Task statement: Output each line from the one that contains "Phrase: red ice cream scoop" to the final line of the data below, exactly, and include nothing else.

Data records Start Marker

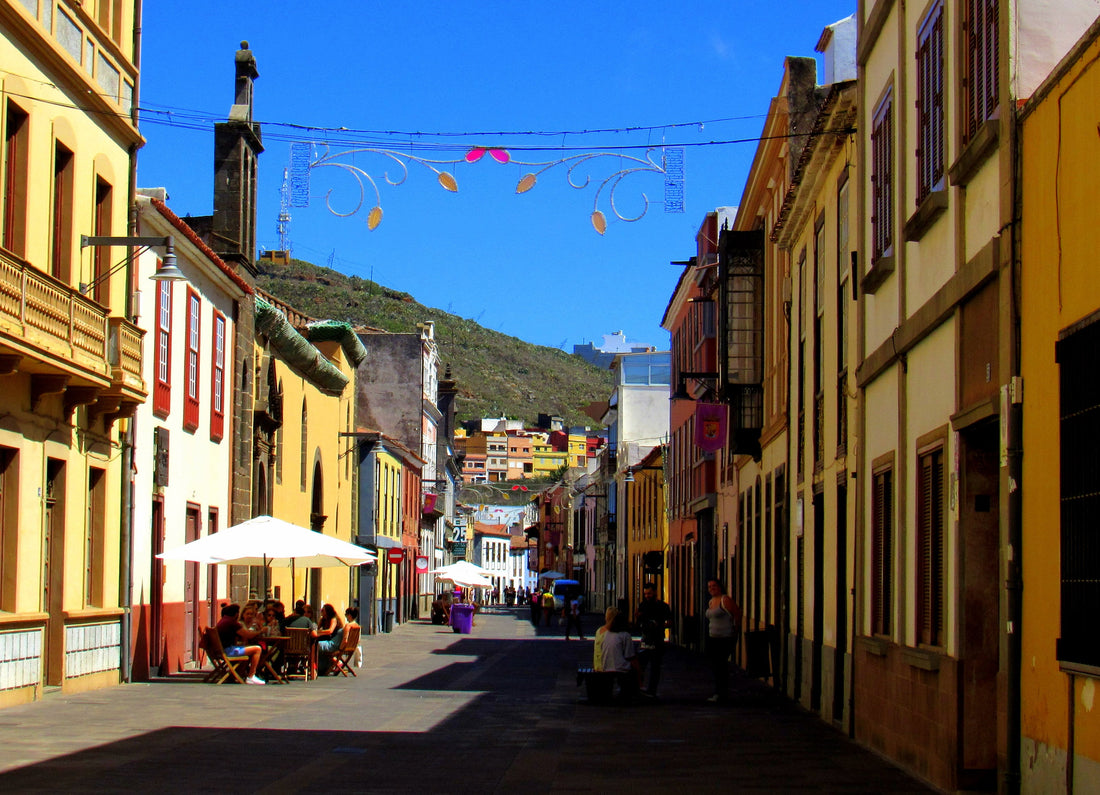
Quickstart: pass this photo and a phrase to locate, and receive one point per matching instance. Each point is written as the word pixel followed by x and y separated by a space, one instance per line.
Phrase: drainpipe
pixel 125 531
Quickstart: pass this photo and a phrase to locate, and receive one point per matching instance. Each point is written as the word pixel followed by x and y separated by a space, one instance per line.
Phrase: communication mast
pixel 284 214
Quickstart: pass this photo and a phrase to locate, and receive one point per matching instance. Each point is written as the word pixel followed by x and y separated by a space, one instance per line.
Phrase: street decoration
pixel 580 170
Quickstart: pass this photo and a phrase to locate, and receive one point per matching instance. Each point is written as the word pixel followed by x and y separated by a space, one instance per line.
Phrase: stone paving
pixel 432 711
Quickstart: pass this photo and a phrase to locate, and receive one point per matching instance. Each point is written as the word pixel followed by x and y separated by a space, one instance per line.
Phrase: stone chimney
pixel 237 146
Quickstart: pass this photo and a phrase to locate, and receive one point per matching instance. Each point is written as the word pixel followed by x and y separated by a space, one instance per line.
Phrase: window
pixel 191 397
pixel 882 552
pixel 981 67
pixel 305 438
pixel 162 389
pixel 9 528
pixel 61 228
pixel 930 103
pixel 1079 493
pixel 95 539
pixel 101 263
pixel 930 548
pixel 14 179
pixel 882 179
pixel 218 378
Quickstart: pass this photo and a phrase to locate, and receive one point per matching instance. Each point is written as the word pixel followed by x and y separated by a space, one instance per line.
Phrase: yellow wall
pixel 327 417
pixel 96 129
pixel 1059 240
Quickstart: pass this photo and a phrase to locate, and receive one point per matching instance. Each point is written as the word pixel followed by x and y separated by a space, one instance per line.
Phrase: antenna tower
pixel 284 213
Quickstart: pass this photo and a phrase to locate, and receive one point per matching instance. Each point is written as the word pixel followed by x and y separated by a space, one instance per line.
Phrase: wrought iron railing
pixel 52 316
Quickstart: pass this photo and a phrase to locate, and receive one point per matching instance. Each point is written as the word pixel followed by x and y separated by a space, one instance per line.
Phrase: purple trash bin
pixel 462 618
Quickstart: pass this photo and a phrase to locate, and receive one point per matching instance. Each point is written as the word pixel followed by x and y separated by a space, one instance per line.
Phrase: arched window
pixel 305 438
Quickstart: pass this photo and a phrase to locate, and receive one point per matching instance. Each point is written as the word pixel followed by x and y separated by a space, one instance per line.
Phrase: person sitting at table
pixel 273 627
pixel 298 619
pixel 234 640
pixel 328 633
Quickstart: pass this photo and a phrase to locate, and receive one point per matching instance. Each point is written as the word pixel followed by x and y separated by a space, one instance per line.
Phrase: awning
pixel 382 542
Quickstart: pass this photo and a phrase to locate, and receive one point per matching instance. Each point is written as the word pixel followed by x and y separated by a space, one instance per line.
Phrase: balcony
pixel 66 342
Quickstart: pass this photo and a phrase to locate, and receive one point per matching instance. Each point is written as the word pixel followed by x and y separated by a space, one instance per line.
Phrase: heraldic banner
pixel 711 426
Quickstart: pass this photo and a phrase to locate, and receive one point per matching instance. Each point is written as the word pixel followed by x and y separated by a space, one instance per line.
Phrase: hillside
pixel 496 374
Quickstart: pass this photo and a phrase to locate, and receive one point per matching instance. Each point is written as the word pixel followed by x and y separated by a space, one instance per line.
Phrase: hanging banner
pixel 711 426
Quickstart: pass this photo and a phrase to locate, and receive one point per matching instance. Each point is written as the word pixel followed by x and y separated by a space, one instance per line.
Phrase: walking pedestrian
pixel 652 618
pixel 572 614
pixel 723 625
pixel 536 605
pixel 547 606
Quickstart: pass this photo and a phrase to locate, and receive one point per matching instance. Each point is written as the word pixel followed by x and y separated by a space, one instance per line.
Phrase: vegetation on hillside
pixel 496 375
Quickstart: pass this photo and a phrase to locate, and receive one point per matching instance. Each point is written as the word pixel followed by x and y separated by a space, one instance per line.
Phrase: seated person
pixel 299 619
pixel 328 633
pixel 234 640
pixel 614 651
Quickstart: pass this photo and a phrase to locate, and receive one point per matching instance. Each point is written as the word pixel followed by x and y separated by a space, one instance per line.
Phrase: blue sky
pixel 392 74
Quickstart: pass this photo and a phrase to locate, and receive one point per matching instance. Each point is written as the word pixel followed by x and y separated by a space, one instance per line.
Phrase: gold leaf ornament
pixel 448 181
pixel 598 222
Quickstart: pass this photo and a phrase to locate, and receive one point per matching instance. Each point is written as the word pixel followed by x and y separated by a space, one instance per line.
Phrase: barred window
pixel 1079 432
pixel 930 548
pixel 930 103
pixel 882 553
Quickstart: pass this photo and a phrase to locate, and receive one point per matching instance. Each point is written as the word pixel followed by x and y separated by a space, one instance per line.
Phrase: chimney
pixel 237 147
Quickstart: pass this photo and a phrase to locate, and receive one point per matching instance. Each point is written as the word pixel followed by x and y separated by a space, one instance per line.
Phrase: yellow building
pixel 545 459
pixel 813 232
pixel 1059 338
pixel 578 448
pixel 72 361
pixel 305 461
pixel 647 527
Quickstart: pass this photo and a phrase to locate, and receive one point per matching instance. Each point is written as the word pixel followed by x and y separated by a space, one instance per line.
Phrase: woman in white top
pixel 613 652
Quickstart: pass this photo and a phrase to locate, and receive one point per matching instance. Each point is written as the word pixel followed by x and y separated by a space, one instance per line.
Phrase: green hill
pixel 496 374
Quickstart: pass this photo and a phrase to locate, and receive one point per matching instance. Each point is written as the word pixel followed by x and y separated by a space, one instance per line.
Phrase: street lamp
pixel 166 271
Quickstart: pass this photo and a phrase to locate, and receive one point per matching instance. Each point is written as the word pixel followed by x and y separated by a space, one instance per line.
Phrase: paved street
pixel 496 710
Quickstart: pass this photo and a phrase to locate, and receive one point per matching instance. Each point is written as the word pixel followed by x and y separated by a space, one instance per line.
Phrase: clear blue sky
pixel 528 265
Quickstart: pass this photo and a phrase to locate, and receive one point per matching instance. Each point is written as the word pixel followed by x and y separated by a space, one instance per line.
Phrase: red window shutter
pixel 191 363
pixel 162 386
pixel 218 377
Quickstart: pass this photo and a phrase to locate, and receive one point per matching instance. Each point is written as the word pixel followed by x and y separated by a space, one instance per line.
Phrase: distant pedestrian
pixel 547 606
pixel 572 614
pixel 536 604
pixel 723 626
pixel 653 617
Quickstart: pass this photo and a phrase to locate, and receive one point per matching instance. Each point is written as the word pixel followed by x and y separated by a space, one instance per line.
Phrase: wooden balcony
pixel 66 342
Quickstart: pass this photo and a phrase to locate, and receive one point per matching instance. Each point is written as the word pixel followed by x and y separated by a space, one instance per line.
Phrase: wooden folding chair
pixel 343 655
pixel 298 653
pixel 224 665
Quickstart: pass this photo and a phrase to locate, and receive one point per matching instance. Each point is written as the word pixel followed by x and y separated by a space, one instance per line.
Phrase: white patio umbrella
pixel 266 541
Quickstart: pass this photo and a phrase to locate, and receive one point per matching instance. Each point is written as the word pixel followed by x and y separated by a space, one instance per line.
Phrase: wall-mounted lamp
pixel 681 393
pixel 630 470
pixel 165 272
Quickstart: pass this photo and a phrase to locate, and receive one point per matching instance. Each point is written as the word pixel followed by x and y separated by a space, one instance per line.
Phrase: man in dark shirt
pixel 233 635
pixel 652 618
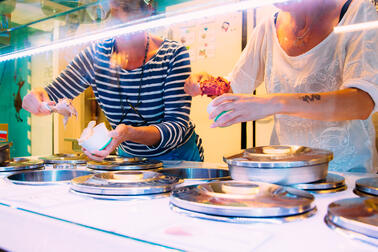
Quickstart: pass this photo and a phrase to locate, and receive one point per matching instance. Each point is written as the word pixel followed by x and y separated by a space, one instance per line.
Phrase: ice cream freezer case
pixel 55 217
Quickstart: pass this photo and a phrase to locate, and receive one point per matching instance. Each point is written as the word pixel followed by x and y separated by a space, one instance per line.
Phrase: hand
pixel 118 135
pixel 32 102
pixel 242 108
pixel 192 86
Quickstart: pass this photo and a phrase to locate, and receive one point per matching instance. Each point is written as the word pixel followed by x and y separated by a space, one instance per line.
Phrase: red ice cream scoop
pixel 215 87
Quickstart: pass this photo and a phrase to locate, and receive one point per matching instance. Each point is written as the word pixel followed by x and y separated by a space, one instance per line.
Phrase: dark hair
pixel 143 5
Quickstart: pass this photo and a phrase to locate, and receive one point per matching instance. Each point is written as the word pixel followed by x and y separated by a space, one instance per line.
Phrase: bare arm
pixel 347 104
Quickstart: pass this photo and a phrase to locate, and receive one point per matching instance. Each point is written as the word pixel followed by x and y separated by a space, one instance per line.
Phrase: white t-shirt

Data records End Marker

Your response:
Phrase: red ice cream scoop
pixel 215 87
Quickstart: pass this photo and a phrase to locate, and receive one point per matching instance. Each point is written as the word pixel followed by x and y separated by a space, one instance per line.
Phrase: dark hair
pixel 143 5
Quickstart: pass this photo and a phrase to locate, and receive one point per matching instance. Each point is written as the word pixel followed by x and y separated by a space, one instance per line.
Phrase: bare arm
pixel 347 104
Quickstart: pass this photo and a phrase to locate, and receive one point per matching instance. Each point is written as the word pixel followed by x and y separated by a space, one instance per line.
Phrase: white t-shirt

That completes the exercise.